## WRITTEN TASK 1
In the judgment excerpt, how much must the CDE pay the complainant in costs?
## WRITTEN TASK 2
Print the stretch of the judgment excerpt from "2. The CDE shall" through "of that termination.".

## DOCUMENT SEGMENT

1. The CDE shall pay the complainant damages calculated as indicated in consideration 15 [of the judgment] in compensation for all the injury which she has suffered.
2. The CDE shall also pay the complainant costs in the amount of 5,000 euros.
3. All other claims are dismissed.

Summary

The complainant challenges the decision to terminate her contract owing to the closure of the CDE and the terms and conditions of that termination.

Judgment keywords

Keywords

complaint allowed; fixed-term; abolition of post; termination of employment; closure of organisation

Consideration 4

Extract:

As the Tribunal has consistently held, “[w]hen an organisation has to abolish a position occupied by a staff member holding a continuous appointment, it [...] has a duty to do all that it can to reassign that person as a matter of priority to another post matching his or her abilities and grade.” (See Judgment 3755, under 6.) This possibility must be explored before a decision is taken to abolish a post (see Judgments 2294, under 9, 3169, under 10 and 13, and 3238, under 13) and it is up to the organisation to prove that it has made every possible effort to reassign the staff member (see Judgments 2830, under 9, 3169, under 14, 3238, under 14, and 3755, under 19).
[...] As the institution was on the point of ceasing to exist, there could be no question of reassigning the complainant to another post within it. The Centre cannot therefore be criticised for not exploring that avenue.

Reference(s)

## Pointing and labeling entries

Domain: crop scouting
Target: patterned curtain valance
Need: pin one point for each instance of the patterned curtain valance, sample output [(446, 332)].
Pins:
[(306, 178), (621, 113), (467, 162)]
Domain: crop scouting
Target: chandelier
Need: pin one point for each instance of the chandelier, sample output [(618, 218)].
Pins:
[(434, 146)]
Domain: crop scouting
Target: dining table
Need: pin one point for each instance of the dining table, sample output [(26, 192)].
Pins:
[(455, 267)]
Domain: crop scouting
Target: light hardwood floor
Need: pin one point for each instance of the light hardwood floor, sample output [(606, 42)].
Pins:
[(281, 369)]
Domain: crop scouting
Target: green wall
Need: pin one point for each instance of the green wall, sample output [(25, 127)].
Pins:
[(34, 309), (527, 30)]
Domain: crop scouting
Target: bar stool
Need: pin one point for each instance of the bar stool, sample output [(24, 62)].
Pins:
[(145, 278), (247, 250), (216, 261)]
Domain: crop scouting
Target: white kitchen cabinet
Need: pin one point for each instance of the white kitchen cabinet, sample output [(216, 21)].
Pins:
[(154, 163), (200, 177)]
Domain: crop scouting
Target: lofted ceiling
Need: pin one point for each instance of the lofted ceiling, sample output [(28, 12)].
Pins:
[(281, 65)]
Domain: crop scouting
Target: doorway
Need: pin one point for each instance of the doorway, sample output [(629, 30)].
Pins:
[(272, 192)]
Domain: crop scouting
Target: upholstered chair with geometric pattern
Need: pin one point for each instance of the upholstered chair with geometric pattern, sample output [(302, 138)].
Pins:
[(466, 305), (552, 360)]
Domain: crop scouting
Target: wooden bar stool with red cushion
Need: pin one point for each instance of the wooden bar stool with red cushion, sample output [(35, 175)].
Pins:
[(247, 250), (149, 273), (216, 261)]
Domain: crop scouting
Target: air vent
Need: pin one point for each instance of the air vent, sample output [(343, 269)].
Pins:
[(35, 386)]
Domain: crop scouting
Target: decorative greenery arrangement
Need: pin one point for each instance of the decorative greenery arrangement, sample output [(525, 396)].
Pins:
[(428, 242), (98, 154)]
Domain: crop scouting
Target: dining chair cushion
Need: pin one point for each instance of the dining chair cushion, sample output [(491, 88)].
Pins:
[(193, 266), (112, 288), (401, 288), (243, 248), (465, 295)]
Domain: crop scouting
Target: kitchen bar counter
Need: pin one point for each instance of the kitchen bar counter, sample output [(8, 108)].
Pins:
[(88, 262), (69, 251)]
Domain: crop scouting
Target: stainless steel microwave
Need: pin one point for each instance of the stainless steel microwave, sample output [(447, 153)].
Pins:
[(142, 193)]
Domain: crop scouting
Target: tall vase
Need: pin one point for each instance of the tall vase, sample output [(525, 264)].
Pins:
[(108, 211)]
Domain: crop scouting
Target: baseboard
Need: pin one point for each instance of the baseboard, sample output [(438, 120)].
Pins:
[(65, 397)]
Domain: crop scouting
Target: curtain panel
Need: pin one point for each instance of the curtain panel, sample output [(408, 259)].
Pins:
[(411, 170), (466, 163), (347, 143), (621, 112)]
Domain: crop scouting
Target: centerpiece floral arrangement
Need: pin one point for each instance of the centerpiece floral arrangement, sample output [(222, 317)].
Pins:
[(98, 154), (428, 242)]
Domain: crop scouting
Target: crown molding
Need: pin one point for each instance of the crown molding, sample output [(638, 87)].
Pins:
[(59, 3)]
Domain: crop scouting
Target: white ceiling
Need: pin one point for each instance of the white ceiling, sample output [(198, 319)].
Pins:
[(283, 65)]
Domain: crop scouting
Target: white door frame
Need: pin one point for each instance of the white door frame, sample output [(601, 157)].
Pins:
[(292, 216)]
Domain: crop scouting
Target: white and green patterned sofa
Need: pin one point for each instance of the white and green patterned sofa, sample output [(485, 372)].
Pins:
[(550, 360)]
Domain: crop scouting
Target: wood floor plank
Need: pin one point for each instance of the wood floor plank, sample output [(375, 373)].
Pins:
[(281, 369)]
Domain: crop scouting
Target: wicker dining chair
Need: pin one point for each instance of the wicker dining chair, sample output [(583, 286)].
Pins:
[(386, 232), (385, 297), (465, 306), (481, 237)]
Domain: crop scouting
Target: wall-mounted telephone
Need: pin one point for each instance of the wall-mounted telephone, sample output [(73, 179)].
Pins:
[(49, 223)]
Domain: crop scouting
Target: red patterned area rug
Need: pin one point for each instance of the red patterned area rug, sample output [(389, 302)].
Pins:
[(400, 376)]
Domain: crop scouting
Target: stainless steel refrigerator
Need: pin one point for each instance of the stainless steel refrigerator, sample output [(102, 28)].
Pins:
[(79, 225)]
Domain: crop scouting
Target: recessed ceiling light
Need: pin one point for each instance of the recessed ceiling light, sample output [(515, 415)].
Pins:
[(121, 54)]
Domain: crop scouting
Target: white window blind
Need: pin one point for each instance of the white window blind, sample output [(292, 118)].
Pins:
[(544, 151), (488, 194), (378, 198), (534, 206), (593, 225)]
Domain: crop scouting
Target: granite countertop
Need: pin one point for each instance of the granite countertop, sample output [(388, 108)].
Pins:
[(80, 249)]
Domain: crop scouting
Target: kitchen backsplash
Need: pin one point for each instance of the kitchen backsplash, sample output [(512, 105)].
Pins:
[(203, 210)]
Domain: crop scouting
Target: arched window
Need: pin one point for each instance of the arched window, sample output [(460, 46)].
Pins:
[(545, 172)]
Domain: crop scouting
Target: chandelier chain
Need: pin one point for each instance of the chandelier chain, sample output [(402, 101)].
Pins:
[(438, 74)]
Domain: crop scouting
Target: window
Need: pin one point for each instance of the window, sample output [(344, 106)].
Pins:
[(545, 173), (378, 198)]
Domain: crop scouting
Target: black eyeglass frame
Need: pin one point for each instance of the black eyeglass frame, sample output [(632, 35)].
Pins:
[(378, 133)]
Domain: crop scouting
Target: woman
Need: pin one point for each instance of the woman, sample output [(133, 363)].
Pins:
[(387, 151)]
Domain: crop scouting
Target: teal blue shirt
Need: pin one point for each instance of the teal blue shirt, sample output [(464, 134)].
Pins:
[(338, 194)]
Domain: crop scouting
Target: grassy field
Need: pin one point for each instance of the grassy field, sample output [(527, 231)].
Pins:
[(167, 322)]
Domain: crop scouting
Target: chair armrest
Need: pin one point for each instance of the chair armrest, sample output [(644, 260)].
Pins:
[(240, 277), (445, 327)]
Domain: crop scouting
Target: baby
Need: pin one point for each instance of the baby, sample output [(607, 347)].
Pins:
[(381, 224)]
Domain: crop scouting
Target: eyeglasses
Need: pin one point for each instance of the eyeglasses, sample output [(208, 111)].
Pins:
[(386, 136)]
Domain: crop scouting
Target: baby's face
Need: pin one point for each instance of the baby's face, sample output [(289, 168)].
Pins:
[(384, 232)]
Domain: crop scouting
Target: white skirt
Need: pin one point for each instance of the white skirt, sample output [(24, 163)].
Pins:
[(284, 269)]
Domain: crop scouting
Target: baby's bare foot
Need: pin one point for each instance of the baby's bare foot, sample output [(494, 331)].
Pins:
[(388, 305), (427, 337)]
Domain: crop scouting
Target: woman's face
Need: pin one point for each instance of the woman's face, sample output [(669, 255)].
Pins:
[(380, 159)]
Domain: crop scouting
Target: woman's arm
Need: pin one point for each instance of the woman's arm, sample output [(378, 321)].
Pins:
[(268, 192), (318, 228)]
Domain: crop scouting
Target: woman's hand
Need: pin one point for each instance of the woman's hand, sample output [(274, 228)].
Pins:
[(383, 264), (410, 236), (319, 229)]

## FINAL ANSWER 1
5,000 euros.

## FINAL ANSWER 2
2. The CDE shall also pay the complainant costs in the amount of 5,000 euros.
3. All other claims are dismissed.

Summary

The complainant challenges the decision to terminate her contract owing to the closure of the CDE and the terms and conditions of that termination.